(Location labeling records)
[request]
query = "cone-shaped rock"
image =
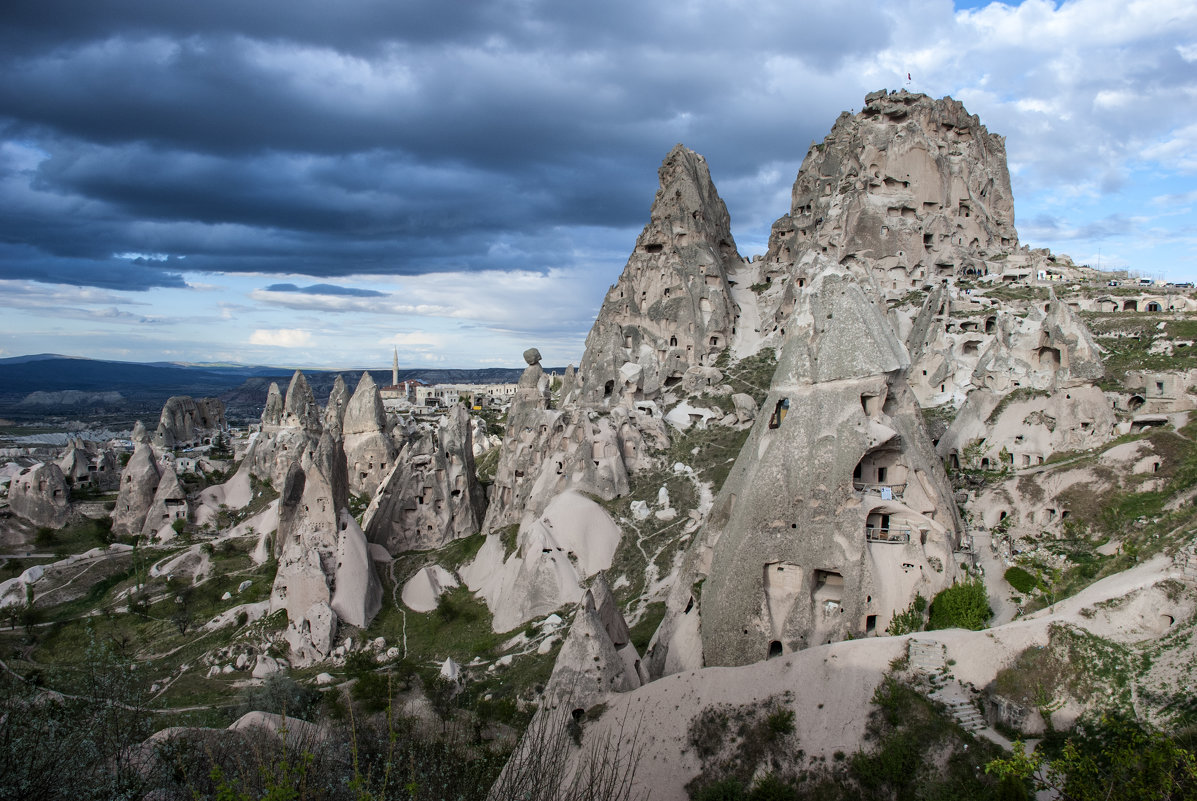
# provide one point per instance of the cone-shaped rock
(672, 308)
(837, 511)
(40, 495)
(139, 483)
(431, 495)
(358, 594)
(369, 451)
(272, 414)
(169, 503)
(334, 413)
(299, 407)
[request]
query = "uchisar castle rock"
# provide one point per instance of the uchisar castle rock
(745, 497)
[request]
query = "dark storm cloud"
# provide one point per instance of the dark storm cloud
(383, 138)
(327, 289)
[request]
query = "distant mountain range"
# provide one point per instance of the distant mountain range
(73, 383)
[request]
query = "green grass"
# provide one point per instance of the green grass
(642, 632)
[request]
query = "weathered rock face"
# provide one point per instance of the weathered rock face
(672, 308)
(1032, 392)
(314, 492)
(431, 495)
(40, 495)
(553, 556)
(139, 484)
(553, 450)
(272, 414)
(369, 449)
(169, 504)
(299, 408)
(597, 656)
(188, 422)
(913, 188)
(837, 511)
(334, 413)
(358, 594)
(295, 437)
(86, 463)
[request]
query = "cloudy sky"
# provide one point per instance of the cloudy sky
(296, 182)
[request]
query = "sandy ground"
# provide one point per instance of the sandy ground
(831, 686)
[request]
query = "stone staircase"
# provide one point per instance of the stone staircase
(930, 659)
(928, 656)
(961, 708)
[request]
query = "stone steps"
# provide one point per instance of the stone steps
(927, 656)
(961, 709)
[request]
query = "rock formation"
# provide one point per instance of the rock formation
(291, 431)
(139, 484)
(431, 495)
(187, 422)
(368, 448)
(597, 656)
(40, 495)
(357, 596)
(672, 308)
(313, 495)
(272, 413)
(837, 511)
(1033, 392)
(334, 412)
(911, 187)
(572, 540)
(85, 463)
(299, 408)
(168, 505)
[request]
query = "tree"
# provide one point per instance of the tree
(1113, 760)
(961, 606)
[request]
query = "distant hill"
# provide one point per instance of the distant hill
(80, 383)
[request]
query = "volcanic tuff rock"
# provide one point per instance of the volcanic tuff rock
(912, 187)
(431, 495)
(554, 553)
(597, 656)
(299, 408)
(368, 448)
(168, 505)
(837, 511)
(291, 431)
(307, 542)
(272, 413)
(672, 308)
(358, 594)
(334, 412)
(40, 495)
(87, 463)
(139, 484)
(188, 422)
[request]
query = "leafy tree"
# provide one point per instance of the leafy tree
(961, 606)
(1116, 760)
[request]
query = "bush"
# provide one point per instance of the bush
(961, 606)
(1020, 580)
(904, 623)
(280, 695)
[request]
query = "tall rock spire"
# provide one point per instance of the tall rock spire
(672, 308)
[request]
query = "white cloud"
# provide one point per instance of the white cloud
(280, 338)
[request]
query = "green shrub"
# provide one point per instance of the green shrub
(1020, 580)
(281, 695)
(961, 606)
(728, 789)
(904, 623)
(771, 788)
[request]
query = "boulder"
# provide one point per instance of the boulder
(139, 485)
(41, 496)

REQUEST:
Print out the lines exactly, skipping any picture.

EXERCISE OUTPUT:
[request]
query = "cone-shaped rock"
image =
# provide one point per instance of the cone-shaped rock
(672, 308)
(837, 511)
(40, 495)
(139, 483)
(431, 495)
(358, 594)
(369, 451)
(272, 414)
(169, 503)
(334, 413)
(299, 407)
[request]
query = "uchisar castle rock"
# provide one point per instance of the uchisar castle rock
(745, 497)
[request]
query = "dark storm cloud"
# provide one point per instance of the dark storm cloud
(383, 138)
(327, 289)
[request]
query = "distant mountain range"
# provide one point per instance of the distant mountain range
(73, 383)
[request]
query = "green grass"
# provide one point per instance of the green grass
(642, 632)
[request]
query = "weathered rock face"
# provide one point per instance of the weathered rock face
(672, 308)
(1032, 392)
(314, 492)
(431, 495)
(40, 495)
(553, 556)
(139, 484)
(553, 450)
(272, 414)
(369, 449)
(169, 504)
(299, 408)
(597, 656)
(188, 422)
(913, 188)
(837, 511)
(334, 413)
(358, 594)
(295, 437)
(86, 463)
[request]
query = "cloudy sky"
# provide one point per instance of the cloudy sky
(296, 182)
[request]
query = "sandy ground"
# provide one point per instance of the sandy ground
(831, 686)
[request]
query = "stone staircase"
# provide one point per instance of the stone staircase
(930, 659)
(928, 656)
(961, 708)
[request]
query = "stone steps"
# provide one point per instance of the stone steps
(927, 656)
(961, 709)
[request]
query = "rock formation"
# provide one point per instance of the rock formation
(291, 431)
(139, 484)
(431, 495)
(187, 422)
(368, 448)
(597, 656)
(40, 495)
(357, 596)
(672, 308)
(313, 495)
(272, 413)
(837, 511)
(1033, 392)
(334, 412)
(911, 187)
(572, 540)
(85, 463)
(299, 408)
(168, 505)
[request]
query = "tree"
# provide one point per instance of the tree
(1113, 760)
(961, 606)
[request]
query = "distant hill"
# provide one point per instance of the distant hill
(80, 383)
[request]
query = "volcanic tuff rock"
# provide one point per instance of the volcanic tuff rock
(912, 187)
(431, 495)
(554, 553)
(597, 656)
(299, 408)
(368, 448)
(168, 505)
(837, 511)
(291, 431)
(307, 542)
(272, 413)
(672, 308)
(358, 594)
(334, 412)
(40, 495)
(87, 463)
(139, 484)
(188, 422)
[request]
query = "leafy tree"
# provide one point per instance of the leafy tree
(961, 606)
(1116, 760)
[request]
query = "bush"
# provide one point per instance of the bush
(961, 606)
(1020, 580)
(904, 623)
(280, 695)
[request]
query = "tall rock spire"
# provide one point per instance of the tall rock spire
(672, 308)
[request]
query = "white cloud"
# provide one point per instance of the white cloud
(280, 338)
[request]
query = "green shrub"
# provide one point per instance of the green shrub
(1020, 580)
(281, 695)
(961, 606)
(728, 789)
(904, 623)
(771, 788)
[request]
query = "boulder"
# provide one point per instance of the boulder
(139, 485)
(41, 496)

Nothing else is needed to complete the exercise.